Come considera la proroga dello stato di emergenza?

«Perché serve a qualcosa? A fine gennaio non mi sembra sia servito a prendere in tempo la pandemia, ma solo a tenerci chiusi in casa e far fermare aziende che avrebbero potuto continuare a lavorare, senza considerare che abbiamo la percentuale più alta di morti dovuti al Covid. D’altronde nella sanità sono più i dirigenti amministrativi che i medici e i primi guadagnano anche di più».

Il decreto rilancio recentemente convertito in legge potrebbe servire all’economia del Paese?

«Sinceramente non vedo come possa ripercuotersi sui consumi e sulla società. Intanto noi abbiamo già pagato tutte le tasse e non c’è stata una scadenza che sia stata spostata, mentre i soldi che avremmo potuto prendere con la garanzia Sace ci sarebbero costati di più che se li avessimo presi da soli.  Insomma mi pare che il decreto rilancio sia più che altro un insieme di marchette elettorali»

> [VERIFICA LA COMPRENSIONE]:
1 - Rispondi alle seguenti domande sull'intervista sullo stato di emergenza e sul decreto rilancio.
(a) In quale momento, secondo l'intervistato, lo stato di emergenza non è servito a prendere in tempo la pandemia?
(b) Quale categoria è più numerosa dei medici nella sanità, secondo l'intervistato?
(c) Con quale espressione l'intervistato definisce il decreto rilancio nell'ultima risposta?
2 - Scrivi il seguito dell'intervista sullo stato di emergenza e sul decreto rilancio, riprendendo subito dopo l'ultima risposta.

(Record da una raccolta di dati)

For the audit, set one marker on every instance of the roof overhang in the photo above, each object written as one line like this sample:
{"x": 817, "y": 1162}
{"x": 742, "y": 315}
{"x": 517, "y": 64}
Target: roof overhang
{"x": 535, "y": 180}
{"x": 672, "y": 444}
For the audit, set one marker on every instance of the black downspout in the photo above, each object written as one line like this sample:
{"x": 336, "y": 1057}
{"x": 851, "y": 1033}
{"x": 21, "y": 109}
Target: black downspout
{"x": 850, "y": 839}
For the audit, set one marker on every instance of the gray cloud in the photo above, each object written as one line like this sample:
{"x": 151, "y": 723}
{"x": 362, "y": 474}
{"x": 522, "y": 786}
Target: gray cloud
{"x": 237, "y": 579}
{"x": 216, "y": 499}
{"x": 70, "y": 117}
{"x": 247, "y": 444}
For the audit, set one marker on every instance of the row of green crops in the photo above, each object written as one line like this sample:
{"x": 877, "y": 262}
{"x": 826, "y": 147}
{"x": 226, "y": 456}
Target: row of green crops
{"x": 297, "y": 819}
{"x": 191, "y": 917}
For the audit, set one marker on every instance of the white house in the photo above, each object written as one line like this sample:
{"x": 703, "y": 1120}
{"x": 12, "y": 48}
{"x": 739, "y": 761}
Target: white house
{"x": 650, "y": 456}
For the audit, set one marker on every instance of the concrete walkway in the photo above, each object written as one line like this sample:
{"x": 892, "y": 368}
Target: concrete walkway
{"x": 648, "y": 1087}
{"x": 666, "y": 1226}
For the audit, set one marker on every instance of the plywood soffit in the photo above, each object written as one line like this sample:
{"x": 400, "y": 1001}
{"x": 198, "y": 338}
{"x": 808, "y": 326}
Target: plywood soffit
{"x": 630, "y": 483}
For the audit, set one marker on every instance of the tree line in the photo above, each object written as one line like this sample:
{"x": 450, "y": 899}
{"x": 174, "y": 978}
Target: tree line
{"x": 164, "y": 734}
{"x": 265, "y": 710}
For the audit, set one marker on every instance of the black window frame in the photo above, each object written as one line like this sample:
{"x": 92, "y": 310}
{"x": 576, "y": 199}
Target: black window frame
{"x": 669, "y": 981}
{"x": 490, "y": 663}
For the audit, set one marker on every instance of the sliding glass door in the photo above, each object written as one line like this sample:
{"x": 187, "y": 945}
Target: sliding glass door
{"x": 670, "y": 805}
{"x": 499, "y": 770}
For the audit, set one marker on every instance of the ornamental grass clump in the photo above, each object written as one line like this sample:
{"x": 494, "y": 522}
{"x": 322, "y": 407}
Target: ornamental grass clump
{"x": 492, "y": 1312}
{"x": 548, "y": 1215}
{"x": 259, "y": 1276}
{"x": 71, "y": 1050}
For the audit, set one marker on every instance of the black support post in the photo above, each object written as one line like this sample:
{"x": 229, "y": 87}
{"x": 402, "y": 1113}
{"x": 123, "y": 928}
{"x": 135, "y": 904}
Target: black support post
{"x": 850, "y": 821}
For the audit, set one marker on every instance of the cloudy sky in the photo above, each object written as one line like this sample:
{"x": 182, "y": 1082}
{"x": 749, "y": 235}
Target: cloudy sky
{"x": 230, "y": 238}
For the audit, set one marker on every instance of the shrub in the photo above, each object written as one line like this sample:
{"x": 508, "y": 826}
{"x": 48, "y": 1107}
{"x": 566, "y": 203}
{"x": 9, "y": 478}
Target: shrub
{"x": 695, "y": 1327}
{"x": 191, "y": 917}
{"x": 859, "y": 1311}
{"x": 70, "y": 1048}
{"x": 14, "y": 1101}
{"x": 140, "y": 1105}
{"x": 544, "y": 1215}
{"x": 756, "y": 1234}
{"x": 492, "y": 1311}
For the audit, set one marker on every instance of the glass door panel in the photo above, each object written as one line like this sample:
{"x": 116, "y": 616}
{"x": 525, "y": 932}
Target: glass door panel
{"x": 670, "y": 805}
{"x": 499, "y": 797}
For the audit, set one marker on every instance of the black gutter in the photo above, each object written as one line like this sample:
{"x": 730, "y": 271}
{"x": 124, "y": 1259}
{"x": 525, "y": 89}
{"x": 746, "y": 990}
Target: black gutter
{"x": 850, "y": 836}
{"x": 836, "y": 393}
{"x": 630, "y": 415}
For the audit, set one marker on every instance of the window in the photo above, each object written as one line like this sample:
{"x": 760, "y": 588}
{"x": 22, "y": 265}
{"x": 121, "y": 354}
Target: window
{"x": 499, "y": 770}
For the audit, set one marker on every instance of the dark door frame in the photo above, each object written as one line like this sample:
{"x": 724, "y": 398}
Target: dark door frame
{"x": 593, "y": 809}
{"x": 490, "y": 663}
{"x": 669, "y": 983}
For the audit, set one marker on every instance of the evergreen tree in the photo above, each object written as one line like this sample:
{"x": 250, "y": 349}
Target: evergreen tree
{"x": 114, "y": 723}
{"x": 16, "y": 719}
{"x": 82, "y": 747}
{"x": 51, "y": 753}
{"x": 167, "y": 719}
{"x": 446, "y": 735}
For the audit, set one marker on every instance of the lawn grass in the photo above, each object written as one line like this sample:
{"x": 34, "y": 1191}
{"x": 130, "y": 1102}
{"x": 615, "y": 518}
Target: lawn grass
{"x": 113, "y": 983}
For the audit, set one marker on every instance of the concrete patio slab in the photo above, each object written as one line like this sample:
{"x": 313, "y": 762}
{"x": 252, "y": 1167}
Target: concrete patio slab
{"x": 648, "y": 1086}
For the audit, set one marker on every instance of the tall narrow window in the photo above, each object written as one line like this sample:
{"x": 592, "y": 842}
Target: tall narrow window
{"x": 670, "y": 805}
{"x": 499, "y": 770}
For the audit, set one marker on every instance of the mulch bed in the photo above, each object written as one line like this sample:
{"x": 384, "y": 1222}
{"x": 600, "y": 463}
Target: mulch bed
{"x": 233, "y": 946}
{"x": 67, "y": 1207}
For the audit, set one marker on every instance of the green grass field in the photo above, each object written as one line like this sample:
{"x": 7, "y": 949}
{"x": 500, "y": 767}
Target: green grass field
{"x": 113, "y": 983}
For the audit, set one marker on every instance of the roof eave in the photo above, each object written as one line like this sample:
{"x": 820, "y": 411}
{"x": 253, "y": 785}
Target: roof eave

> [ESERCIZI SVOLTI]:
1 -
(a) Secondo l'intervistato, lo stato di emergenza non è servito a prendere in tempo la pandemia a fine gennaio.
(b) Secondo l'intervistato, nella sanità i dirigenti amministrativi sono più numerosi dei medici.
(c) L'intervistato definisce il decreto rilancio «un insieme di marchette elettorali».

2 -
E gli accordi su Mes e Recovery Found portati a casa dal governo?

«Sul Mes avrei fatto un altro tipo di accordo: se è vero che  è una sorta di salvadanaio riempito con i soldi degli Stati, allora ogni Paese dovrebbe avere la possibilità di riprendersi i suoi senza condizioni e interessi al momento del bisogno. Che nel caso dell’Italia sarebbero 15 miliardi, un cifra che per esempio potrebbe bastare a coprire le falle nella sanità. Sul Recovery Found invece solo i politici possono esultare per un qualcosa che se tutto va bene arriverà nel 2021. Chi fa impresa è abituato a guardare all’oggi».